Exercise details:
Count the lines in the data below that contain the word "birch" and reply with only that number.

#### Material for the task

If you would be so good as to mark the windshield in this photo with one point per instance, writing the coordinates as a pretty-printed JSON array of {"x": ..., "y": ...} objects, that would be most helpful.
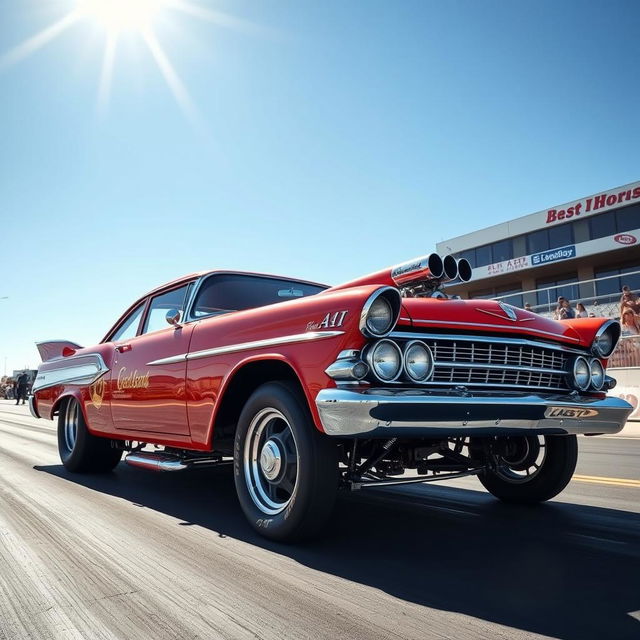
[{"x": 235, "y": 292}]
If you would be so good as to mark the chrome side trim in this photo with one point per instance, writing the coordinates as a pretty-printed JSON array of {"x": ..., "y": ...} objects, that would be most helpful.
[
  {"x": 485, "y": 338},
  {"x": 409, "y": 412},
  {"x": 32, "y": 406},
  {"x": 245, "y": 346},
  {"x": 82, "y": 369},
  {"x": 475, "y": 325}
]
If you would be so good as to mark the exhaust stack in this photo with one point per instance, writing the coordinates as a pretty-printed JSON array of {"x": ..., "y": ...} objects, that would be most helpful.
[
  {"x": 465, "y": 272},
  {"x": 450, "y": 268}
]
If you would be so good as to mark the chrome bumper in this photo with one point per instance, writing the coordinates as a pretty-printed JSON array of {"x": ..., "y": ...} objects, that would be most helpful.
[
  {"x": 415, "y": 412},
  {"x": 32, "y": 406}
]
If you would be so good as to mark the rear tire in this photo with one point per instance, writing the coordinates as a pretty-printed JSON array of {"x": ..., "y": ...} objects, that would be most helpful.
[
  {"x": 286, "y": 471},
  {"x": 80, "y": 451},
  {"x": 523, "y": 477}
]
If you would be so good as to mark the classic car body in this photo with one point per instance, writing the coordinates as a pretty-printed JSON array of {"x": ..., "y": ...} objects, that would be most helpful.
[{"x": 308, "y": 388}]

########
#### Material for the task

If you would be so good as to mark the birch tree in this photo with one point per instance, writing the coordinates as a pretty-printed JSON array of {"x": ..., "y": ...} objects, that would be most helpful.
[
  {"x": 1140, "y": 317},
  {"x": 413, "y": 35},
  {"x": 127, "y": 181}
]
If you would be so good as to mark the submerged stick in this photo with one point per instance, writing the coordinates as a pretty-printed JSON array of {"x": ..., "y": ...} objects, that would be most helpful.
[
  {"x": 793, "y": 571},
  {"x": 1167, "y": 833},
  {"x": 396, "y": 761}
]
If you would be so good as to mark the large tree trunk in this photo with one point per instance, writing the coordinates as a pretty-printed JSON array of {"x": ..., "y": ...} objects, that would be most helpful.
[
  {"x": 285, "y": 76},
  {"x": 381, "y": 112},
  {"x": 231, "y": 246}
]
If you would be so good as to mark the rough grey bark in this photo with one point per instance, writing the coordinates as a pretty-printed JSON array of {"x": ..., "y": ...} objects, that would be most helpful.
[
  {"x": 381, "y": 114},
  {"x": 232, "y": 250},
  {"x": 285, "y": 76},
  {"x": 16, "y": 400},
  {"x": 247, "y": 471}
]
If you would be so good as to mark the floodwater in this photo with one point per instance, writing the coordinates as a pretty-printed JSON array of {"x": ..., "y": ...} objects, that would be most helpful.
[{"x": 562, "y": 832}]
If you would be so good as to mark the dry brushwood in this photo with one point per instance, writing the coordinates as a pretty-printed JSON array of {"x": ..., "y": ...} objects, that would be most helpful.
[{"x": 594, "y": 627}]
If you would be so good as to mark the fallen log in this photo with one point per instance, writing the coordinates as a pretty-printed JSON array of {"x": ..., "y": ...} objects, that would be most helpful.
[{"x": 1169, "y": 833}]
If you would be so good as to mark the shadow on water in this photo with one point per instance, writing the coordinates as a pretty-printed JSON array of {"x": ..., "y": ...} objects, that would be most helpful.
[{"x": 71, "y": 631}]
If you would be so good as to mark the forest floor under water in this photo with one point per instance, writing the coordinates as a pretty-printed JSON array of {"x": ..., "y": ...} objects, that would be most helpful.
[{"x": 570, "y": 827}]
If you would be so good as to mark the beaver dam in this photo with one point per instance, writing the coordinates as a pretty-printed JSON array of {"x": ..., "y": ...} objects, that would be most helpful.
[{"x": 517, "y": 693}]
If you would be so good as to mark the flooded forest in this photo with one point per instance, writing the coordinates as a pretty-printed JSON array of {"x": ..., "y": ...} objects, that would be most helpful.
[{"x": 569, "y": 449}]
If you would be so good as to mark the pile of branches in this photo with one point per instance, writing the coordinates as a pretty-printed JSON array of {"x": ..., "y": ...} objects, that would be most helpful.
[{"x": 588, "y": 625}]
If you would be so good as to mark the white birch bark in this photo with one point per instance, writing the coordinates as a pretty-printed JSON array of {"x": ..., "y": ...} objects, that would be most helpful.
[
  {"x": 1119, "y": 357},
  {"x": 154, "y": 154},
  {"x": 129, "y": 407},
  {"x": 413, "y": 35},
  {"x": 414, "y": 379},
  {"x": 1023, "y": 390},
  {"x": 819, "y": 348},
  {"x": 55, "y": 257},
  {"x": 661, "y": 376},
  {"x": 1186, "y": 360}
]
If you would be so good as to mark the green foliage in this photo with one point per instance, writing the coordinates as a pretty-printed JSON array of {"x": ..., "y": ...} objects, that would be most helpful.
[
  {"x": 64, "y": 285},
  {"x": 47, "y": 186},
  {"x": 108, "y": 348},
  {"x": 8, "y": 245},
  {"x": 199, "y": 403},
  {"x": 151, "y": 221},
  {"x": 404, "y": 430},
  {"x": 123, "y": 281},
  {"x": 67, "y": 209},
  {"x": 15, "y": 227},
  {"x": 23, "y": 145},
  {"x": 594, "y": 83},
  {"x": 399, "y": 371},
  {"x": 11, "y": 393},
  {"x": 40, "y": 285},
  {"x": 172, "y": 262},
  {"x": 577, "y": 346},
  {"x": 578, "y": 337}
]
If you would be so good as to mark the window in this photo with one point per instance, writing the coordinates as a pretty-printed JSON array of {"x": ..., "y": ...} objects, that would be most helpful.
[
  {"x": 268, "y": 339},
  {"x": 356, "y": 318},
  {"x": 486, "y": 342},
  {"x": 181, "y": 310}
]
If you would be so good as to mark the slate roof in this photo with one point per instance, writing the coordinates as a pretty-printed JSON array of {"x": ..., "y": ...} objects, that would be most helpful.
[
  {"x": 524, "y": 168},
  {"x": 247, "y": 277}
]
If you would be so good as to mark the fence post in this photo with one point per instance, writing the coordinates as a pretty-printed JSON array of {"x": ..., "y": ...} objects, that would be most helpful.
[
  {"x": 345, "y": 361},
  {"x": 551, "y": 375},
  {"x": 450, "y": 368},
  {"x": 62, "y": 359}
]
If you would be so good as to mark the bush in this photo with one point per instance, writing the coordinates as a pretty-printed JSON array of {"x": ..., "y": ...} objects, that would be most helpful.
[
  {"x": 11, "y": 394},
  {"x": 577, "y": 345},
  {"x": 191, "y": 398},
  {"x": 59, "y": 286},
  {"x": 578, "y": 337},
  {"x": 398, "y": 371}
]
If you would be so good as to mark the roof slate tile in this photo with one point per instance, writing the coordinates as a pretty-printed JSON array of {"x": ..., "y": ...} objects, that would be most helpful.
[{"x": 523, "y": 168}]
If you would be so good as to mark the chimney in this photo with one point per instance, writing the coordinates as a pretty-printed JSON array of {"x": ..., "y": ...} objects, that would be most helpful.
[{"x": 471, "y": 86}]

########
#### Material for the task

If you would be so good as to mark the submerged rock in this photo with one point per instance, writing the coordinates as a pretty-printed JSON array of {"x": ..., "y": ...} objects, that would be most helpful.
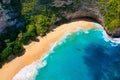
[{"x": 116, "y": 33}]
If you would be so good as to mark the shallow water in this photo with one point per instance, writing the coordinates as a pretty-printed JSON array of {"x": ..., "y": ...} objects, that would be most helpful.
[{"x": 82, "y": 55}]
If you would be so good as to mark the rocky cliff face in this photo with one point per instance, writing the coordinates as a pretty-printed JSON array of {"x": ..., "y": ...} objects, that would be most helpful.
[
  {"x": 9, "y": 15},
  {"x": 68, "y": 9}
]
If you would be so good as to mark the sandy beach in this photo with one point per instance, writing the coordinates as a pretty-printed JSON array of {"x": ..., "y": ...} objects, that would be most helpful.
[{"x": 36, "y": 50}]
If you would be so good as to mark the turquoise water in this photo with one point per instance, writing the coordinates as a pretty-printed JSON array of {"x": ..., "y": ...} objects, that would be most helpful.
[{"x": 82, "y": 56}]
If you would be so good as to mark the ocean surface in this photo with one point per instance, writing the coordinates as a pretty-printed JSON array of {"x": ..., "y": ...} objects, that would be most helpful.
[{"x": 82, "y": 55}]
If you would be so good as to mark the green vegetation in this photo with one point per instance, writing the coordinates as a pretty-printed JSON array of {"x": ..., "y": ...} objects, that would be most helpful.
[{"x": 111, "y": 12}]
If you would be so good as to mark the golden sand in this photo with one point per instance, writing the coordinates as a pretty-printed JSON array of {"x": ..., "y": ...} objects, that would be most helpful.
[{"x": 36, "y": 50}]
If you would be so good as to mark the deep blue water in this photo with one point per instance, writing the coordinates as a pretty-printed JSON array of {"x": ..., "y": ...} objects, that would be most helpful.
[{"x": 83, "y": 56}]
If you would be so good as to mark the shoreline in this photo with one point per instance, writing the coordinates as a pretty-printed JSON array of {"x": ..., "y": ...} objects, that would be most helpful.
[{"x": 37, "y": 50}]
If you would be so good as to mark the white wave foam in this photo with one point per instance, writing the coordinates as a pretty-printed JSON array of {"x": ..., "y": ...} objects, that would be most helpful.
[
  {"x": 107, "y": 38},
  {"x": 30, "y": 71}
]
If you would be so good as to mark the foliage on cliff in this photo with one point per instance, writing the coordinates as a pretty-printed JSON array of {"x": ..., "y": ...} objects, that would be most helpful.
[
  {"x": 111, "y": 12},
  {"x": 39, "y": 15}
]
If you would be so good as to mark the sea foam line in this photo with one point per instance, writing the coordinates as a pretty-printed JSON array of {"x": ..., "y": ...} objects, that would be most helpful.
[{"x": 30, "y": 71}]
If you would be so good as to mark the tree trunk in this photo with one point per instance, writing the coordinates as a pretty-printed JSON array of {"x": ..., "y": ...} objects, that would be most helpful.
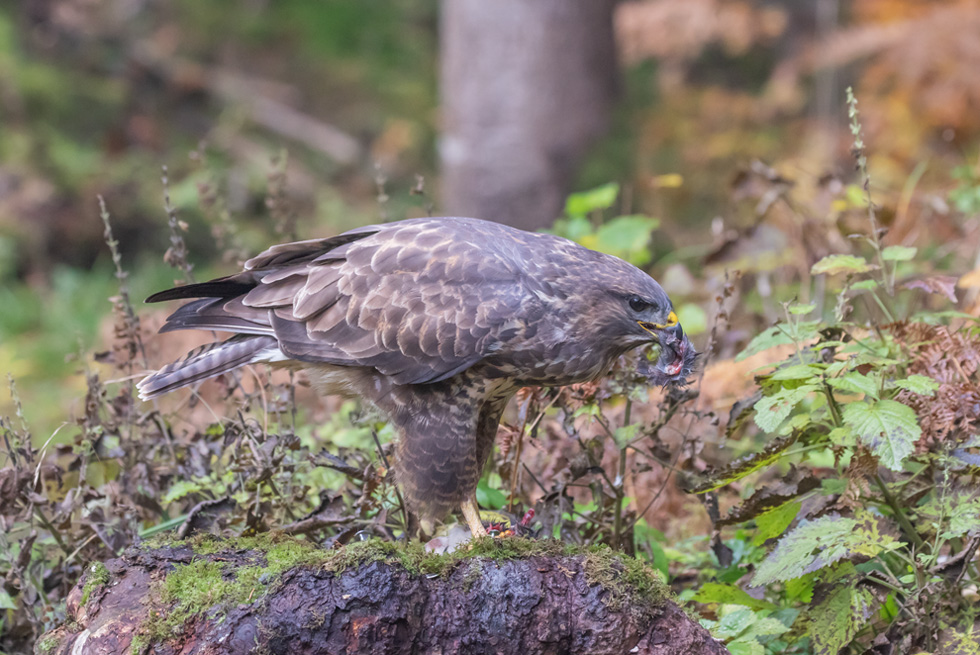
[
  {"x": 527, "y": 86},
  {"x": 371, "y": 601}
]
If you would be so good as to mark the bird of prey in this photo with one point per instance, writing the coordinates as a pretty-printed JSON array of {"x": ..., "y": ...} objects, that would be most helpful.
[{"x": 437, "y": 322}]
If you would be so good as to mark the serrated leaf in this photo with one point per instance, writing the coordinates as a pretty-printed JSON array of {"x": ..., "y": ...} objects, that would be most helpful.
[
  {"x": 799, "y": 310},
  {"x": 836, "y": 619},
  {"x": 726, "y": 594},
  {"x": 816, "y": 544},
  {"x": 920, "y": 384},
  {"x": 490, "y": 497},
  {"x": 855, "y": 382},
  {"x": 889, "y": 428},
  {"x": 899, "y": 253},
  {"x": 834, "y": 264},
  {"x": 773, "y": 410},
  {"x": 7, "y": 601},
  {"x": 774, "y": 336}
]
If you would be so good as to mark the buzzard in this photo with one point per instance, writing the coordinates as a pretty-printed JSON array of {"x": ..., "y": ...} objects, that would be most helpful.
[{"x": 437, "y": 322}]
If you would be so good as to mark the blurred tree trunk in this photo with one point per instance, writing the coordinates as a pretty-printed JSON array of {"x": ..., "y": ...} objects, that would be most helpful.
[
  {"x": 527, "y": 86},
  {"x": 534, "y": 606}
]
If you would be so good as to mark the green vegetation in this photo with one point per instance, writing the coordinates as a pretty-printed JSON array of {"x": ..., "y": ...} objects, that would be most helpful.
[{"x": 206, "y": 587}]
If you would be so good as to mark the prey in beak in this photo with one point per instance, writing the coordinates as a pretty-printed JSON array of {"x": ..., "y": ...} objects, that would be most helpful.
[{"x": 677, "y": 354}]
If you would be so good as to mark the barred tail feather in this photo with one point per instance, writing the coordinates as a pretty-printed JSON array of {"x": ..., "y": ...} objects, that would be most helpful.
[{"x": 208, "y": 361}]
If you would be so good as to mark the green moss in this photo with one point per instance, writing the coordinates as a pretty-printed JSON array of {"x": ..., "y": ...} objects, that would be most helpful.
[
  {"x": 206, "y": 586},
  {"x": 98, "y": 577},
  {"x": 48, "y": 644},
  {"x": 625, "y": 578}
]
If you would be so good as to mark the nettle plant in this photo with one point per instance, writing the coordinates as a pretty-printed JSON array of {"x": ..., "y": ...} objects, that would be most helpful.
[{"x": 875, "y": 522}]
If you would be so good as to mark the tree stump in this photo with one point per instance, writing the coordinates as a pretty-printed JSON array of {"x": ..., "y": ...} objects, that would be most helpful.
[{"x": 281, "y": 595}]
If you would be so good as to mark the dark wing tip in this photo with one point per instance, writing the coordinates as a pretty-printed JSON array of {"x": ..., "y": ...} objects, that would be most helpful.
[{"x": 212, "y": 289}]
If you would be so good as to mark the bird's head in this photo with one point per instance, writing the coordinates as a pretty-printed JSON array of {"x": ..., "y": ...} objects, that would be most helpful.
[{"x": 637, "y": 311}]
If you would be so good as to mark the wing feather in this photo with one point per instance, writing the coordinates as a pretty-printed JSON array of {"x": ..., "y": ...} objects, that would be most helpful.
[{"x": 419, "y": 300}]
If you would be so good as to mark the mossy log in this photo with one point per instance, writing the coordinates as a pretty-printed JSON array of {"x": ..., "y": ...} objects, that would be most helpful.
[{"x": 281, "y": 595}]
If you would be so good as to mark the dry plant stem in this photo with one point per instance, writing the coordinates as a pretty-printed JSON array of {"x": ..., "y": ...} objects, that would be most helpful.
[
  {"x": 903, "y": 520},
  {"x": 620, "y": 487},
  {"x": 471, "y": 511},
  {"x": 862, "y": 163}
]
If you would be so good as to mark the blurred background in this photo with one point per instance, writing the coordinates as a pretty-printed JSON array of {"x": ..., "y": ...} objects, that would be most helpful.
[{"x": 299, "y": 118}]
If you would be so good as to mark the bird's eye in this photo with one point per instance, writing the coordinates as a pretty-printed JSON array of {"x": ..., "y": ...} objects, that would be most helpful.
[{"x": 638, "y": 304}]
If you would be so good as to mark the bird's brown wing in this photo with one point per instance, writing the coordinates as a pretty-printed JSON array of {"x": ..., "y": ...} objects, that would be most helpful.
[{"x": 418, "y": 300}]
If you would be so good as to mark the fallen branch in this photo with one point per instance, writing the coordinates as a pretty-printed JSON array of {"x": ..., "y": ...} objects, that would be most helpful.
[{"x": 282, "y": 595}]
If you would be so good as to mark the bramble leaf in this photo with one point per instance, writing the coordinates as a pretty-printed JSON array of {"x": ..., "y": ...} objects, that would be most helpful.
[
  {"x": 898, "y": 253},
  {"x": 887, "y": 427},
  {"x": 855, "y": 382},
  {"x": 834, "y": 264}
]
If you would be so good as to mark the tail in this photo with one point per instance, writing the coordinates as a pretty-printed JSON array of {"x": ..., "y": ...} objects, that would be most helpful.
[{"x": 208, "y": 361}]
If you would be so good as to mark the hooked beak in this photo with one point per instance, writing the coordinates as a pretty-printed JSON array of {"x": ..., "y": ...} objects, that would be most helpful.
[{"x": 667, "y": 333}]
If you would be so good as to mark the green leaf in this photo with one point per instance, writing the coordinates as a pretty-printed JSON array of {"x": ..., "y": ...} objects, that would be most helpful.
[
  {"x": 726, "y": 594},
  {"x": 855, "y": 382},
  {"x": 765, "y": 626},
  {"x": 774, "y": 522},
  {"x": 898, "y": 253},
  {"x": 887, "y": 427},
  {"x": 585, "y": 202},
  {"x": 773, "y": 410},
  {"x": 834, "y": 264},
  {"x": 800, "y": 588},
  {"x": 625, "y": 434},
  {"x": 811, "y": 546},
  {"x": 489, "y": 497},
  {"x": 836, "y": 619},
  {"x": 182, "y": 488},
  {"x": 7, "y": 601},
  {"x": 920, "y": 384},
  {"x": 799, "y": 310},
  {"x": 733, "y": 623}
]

########

Output for this task:
2